Obama’s Labor Pains: Unions Rage Against the Affordable Care Act

Unions were among the biggest backers of Obama’s new health-care law. Now they say they were betrayed. Patricia Murphy on the simmering brawl.

Jonathan Newton/The Washington Post via Getty

Labor unions were among the strongest supporters of the Affordable Care Act when it passed in 2010. They spent millions of dollars in ad buys supporting the bill, pressured wavering Democrats in Congress to pass it, and followed up with support for those Democrats in the November elections.

Three years later, union leaders say the bill they fought to pass now threatens to hurt their own members. At issue are the collectively bargained, multi-employer insurance plans that more than 15 million unionized workers access under the Taft-Hartley Act. Those plans currently allow workers like builders and electricians to change jobs among participating employers and stay in the same health-insurance plan. Because many of the jobs involve manual labor, the plans usually account for injuries and repetitive stresses, benefits that unions say their workers sought instead of higher wages.

But this could change. Under the Affordable Care Act, small companies could choose to stop covering workers through the union agreements and send their workers to the state-based exchanges instead. Through these exchanges, workers would pay lower premiums, thanks to federal government subsidies. But labor leaders fear that the workers who retain union plans will end up paying higher premiums, since there will be fewer people in the plans, and coverage could be less generous. No one knows for sure that this is how it will play out—companies could very well decide to continue in the union plans and keep the status quo—but unions are predicting the worst.

Data entries
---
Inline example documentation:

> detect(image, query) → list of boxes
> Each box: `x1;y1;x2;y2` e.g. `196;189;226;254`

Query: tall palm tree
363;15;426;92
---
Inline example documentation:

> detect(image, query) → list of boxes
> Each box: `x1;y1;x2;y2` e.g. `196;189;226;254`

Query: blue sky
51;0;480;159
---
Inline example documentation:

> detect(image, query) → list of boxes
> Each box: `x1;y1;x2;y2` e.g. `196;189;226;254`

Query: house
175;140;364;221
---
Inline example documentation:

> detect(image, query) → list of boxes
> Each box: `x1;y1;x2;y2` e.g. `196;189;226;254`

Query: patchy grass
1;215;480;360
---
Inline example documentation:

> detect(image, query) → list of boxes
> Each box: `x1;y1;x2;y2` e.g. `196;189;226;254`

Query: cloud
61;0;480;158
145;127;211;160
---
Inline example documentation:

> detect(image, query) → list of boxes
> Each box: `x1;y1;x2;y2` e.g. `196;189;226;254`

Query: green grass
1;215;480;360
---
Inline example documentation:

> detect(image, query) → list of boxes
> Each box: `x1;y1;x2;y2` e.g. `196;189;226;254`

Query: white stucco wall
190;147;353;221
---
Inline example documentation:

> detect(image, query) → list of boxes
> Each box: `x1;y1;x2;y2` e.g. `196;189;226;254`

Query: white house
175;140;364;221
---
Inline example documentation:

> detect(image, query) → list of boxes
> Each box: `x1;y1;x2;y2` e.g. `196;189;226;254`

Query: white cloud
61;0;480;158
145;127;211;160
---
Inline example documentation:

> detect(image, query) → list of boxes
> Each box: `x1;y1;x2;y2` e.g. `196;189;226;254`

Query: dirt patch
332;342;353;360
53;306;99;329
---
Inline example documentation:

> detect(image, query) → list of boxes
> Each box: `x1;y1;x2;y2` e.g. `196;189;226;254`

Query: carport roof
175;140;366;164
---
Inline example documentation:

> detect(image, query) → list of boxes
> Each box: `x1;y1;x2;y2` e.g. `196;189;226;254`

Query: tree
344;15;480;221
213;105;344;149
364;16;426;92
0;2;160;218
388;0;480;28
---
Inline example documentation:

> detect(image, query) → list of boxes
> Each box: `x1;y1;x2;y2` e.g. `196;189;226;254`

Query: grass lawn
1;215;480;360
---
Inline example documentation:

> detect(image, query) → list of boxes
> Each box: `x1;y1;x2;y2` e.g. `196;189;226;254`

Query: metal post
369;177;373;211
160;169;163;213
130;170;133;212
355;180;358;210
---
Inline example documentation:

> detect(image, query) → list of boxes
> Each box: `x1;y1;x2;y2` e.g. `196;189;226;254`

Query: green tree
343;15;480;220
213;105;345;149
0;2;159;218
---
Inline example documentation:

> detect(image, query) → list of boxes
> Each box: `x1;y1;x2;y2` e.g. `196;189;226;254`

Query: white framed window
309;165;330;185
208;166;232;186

Task instructions
1. Please list each way the article on unions and the Affordable Care Act says labor unions backed the law when it passed in 2010.
2. Write the next part of the article on unions and the Affordable Care Act, starting after its last sentence.
The records are separate material and have no connection to the article on unions and the Affordable Care Act.

Responses to the exercise
1.
- They spent millions of dollars in ad buys supporting the bill.
- They pressured wavering Democrats in Congress to pass it.
- They followed up with support for those Democrats in the November elections.

2.
Republicans are saying “I told you so.” Democrats are saying that while they never meant to hurt their allies in organized labor, their hands are now tied by the House GOP. In a decision last week, the Obama administration said it can’t make the changes union leaders are looking for, either. Unions now are left in the middle of the roiling family feud that all agree has no easy answers.

The first public signs of trouble came in July, when union leaders including Teamsters’ president James Hoffa wrote a blistering letter to Democratic leaders Nancy Pelosi and Harry Reid warning of "nightmare scenarios" for millions of workers if the Affordable Care Act is not changed to accommodate labor health plans.

“Congress wrote this law; we voted for you,” they wrote. “We have a problem; you need to fix it.”

Rep. Joe Courtney (D-Conn.) worked for months in 2010 to scale back the effects of the 40 percent excise tax in the bill for union members, but he said the chances of the Republican House addressing unions’ worries now “are close to zero” because of the partisan dysfunction plaguing Congress right now.

“My frustration is that there are really things that need to be fixed in this bill, but we have this religious war that makes it impossible to go through it and make changes,” Courtney says. “I think people are going to have to figure out how to ride it out for the next couple of years and hope that there will be a more friendly Congress after 2014."

Just how unfriendly are Republicans to the idea of changing the law for unions now? Sen. John Thune (R-S.D.) introduced a bill last week specifically barring the White House from making any changes to the bill for organized labor, a move that he said would amount to a “backroom deal.”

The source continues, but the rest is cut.